§ TESTO DI PARTENZA

* * *

Tutti però sono caratterizzati dalla vulnerabilità: basta un evento avverso per rompere questo equilibrio e precipitare in una situazione spesso irreversibile, non solo dal punto di vista della salute ma anche delle relazioni. Quasi tutti i centenari infatti sono vedovi, i figli sono anziani a loro volta, mentre parenti e amici coetanei sono già scomparsi. Swiss100 vuole costruire un indicatore di vulnerabilità che riguarda sia la salute che gli altri aspetti. Il terzo obiettivo riguarda invece la resilienza.
I centenari infatti, malgrado la vulnerabilità, mostrano una qualità di vita percepita relativamente elevata. Hanno un grado di soddisfazione alto in relazione alla propria situazione oggettiva: questo denota una grande capacità di resilienza e di far fronte alle difficoltà, molto interessante come oggetto di studio.

* * *

§ CONSEGNA
Ricopia dal testo sui centenari il passo che inizia con le parole "Tutti però sono", fermandoti dopo "invece la resilienza.".

* * *

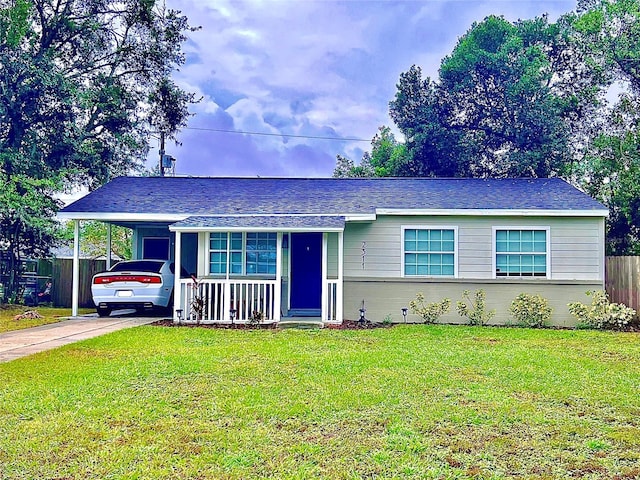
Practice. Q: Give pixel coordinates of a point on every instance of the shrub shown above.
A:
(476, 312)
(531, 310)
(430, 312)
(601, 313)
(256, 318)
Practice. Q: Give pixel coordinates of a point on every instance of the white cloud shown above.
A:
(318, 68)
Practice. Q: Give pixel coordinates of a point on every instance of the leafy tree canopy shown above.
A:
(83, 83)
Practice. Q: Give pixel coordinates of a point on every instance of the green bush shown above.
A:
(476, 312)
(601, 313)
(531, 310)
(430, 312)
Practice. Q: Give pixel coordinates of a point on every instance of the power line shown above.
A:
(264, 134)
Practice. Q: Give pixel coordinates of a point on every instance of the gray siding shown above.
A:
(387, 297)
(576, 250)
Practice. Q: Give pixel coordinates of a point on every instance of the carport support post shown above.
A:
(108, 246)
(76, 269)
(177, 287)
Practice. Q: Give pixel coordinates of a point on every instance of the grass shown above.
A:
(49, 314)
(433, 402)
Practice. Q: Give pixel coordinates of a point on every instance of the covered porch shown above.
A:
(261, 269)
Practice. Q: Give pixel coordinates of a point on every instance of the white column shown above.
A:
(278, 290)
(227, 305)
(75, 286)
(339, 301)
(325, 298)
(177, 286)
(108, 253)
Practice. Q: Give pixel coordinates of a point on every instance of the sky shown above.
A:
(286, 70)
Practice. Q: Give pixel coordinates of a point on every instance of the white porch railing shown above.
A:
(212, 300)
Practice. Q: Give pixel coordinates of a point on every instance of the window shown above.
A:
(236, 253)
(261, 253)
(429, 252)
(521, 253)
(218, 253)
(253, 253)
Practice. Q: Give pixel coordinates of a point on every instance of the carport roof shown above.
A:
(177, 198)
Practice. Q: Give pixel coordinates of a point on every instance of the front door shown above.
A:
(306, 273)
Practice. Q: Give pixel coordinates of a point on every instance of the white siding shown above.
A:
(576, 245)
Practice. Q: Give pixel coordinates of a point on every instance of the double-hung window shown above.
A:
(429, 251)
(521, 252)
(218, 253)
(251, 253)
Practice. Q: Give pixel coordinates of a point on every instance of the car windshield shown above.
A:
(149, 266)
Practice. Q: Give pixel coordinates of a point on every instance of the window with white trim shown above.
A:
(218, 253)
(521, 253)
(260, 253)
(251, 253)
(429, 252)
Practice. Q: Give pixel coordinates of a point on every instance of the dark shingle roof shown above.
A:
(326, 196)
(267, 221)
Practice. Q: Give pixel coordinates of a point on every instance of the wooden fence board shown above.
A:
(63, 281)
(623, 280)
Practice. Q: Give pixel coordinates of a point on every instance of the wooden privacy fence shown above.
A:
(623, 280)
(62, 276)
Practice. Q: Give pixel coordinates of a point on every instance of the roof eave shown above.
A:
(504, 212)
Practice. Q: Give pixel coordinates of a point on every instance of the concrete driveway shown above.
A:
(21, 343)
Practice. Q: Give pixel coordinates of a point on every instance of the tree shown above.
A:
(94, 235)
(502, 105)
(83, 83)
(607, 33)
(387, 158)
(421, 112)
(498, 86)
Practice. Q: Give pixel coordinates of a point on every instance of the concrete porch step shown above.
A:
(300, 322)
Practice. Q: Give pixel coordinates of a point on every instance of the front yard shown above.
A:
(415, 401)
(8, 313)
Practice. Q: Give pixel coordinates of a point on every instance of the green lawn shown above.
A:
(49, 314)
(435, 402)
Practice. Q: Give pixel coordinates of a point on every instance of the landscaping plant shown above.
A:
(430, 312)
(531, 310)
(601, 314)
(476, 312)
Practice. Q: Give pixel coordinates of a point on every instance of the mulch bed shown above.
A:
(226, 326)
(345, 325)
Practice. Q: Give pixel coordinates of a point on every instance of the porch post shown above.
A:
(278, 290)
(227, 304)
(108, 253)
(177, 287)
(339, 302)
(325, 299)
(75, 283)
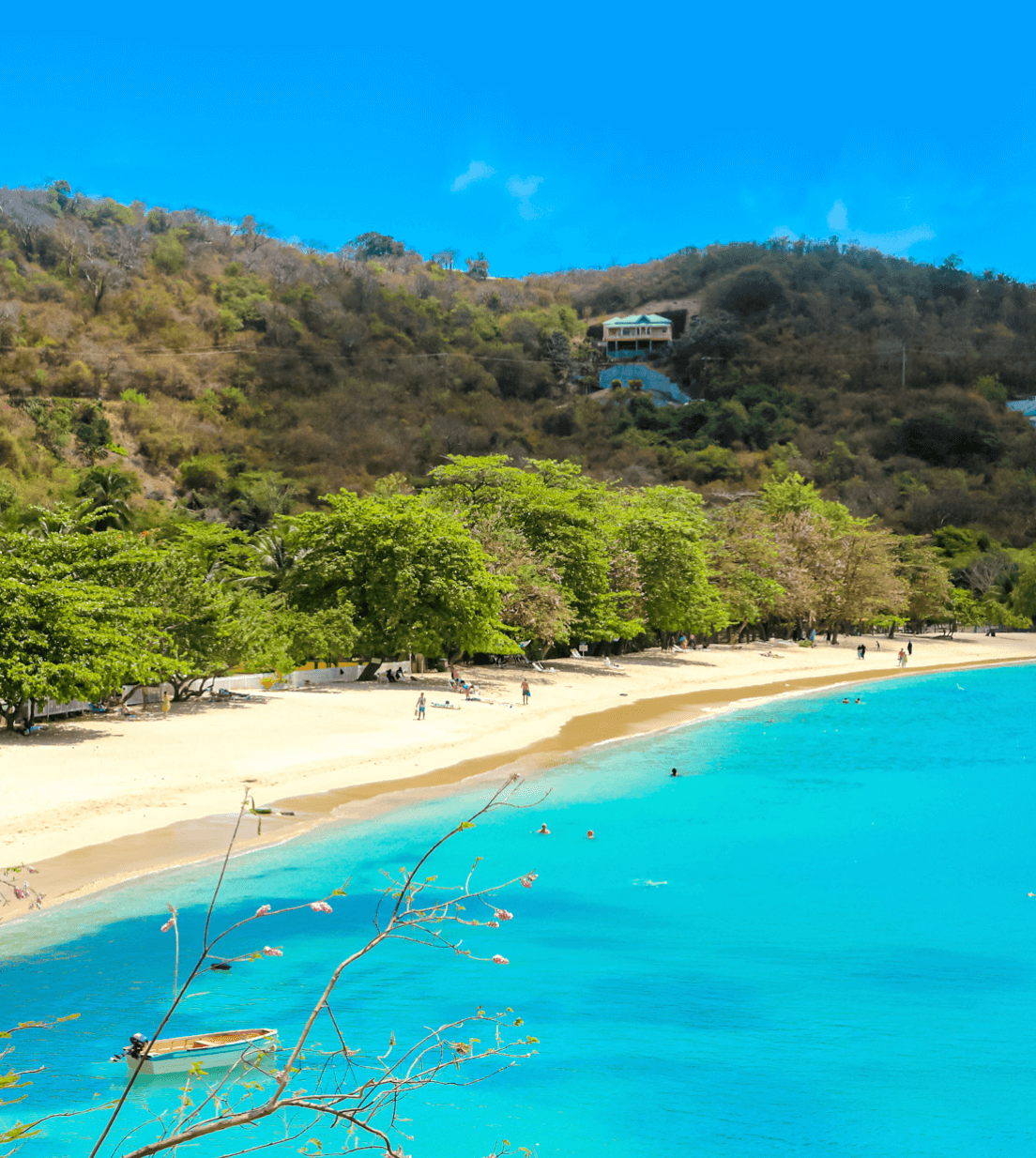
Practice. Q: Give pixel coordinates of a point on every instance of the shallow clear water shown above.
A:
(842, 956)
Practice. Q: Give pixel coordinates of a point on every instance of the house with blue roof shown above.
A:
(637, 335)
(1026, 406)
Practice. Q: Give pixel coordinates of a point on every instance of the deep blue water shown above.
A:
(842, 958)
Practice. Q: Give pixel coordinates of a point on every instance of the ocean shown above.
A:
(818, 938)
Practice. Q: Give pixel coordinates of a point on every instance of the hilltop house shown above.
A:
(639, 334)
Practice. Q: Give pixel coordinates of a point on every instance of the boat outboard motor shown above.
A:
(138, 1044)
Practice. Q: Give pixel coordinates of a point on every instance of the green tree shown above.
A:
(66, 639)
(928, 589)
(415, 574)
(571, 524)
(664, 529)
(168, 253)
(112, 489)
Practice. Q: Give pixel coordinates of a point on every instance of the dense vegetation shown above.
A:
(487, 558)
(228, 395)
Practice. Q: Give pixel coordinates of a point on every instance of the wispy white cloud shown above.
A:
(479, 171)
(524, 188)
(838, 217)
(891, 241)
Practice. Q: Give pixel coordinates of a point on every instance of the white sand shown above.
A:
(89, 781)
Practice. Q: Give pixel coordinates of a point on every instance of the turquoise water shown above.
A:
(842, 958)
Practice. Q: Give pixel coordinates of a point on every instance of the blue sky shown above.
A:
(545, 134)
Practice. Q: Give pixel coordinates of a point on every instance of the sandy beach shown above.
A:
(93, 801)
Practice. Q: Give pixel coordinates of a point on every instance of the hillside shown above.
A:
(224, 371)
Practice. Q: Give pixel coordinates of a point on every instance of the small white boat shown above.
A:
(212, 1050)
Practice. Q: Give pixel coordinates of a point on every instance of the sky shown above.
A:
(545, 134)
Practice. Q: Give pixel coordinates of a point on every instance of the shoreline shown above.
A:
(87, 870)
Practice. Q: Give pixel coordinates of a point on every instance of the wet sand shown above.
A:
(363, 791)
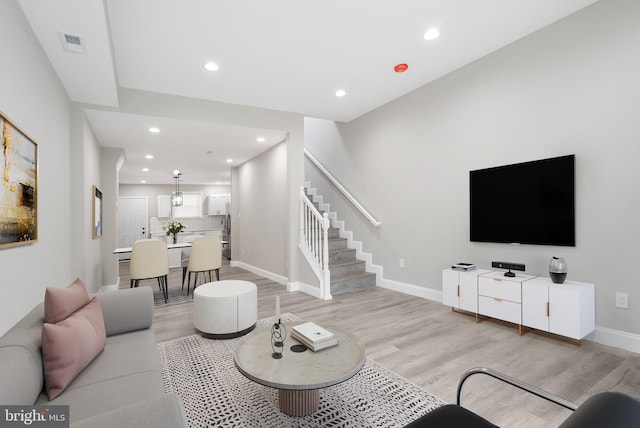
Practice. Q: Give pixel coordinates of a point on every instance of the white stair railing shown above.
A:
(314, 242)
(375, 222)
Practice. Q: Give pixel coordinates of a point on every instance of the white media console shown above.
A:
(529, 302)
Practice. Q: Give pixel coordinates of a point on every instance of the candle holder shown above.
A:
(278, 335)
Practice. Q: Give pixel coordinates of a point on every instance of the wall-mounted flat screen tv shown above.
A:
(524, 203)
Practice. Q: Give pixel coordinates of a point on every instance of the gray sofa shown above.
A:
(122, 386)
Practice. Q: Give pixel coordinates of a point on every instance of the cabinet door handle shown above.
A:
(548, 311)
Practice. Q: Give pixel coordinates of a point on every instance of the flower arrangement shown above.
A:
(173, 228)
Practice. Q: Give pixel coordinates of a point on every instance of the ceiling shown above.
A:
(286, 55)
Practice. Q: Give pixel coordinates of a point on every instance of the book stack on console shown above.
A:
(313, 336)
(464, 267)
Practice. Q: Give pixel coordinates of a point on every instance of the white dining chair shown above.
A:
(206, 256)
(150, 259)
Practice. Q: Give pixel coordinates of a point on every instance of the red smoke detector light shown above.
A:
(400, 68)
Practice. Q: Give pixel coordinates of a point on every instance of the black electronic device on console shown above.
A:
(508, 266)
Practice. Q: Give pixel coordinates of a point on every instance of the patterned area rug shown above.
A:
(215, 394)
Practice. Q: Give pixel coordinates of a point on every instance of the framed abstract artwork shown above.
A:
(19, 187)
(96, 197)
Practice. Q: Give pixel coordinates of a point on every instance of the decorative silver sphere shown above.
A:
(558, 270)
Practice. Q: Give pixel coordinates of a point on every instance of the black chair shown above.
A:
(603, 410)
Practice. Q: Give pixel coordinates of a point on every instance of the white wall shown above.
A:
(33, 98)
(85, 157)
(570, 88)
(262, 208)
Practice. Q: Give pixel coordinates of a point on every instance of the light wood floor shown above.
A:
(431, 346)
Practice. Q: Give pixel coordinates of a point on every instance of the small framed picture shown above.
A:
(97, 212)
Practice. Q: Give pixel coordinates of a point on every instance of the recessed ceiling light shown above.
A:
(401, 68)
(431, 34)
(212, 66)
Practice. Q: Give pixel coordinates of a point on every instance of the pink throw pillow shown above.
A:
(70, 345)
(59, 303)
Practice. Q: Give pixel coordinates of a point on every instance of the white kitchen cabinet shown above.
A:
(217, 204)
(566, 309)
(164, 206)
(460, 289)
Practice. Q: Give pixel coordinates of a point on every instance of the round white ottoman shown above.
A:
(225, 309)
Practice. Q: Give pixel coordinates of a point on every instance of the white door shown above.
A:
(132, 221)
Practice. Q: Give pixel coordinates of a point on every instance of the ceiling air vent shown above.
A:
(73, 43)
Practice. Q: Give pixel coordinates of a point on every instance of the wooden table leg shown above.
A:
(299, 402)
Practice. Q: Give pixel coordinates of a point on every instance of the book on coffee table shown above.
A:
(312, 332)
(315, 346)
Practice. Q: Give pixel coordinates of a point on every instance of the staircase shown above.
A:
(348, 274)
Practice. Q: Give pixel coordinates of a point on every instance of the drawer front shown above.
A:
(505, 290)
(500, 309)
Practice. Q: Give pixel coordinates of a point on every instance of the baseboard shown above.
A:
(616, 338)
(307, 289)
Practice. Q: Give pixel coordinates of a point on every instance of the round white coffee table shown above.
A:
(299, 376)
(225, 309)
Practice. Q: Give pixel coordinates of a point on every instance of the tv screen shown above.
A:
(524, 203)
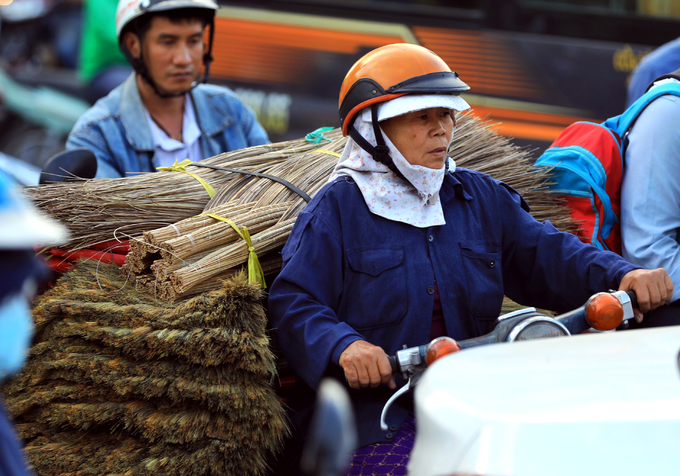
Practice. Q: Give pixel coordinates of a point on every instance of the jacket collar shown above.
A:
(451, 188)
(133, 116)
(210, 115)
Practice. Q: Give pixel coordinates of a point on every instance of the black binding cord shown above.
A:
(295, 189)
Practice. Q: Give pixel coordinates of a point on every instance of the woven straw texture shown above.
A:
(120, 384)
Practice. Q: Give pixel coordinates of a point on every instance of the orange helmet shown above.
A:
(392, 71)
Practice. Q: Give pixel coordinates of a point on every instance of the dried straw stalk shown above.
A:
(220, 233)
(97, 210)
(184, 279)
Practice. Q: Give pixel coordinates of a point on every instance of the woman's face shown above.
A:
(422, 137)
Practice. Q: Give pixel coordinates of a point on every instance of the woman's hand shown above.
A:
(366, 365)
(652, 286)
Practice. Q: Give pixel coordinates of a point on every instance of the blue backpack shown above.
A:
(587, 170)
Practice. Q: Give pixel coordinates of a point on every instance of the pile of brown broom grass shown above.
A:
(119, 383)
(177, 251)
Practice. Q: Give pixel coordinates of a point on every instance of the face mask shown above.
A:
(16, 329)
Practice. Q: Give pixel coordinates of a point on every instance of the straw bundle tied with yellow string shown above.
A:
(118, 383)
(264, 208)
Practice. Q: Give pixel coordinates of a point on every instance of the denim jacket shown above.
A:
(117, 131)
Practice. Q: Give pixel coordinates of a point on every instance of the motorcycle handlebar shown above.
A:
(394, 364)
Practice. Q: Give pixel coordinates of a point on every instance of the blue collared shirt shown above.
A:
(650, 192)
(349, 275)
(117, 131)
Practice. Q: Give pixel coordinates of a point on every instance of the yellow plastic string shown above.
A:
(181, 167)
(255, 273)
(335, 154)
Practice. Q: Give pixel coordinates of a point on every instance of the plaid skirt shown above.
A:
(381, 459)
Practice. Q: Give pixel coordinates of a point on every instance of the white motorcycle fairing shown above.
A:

* * *

§ RISPOSTA ALLA CONSEGNA
Tutti però sono caratterizzati dalla vulnerabilità: basta un evento avverso per rompere questo equilibrio e precipitare in una situazione spesso irreversibile, non solo dal punto di vista della salute ma anche delle relazioni. Quasi tutti i centenari infatti sono vedovi, i figli sono anziani a loro volta, mentre parenti e amici coetanei sono già scomparsi. Swiss100 vuole costruire un indicatore di vulnerabilità che riguarda sia la salute che gli altri aspetti. Il terzo obiettivo riguarda invece la resilienza.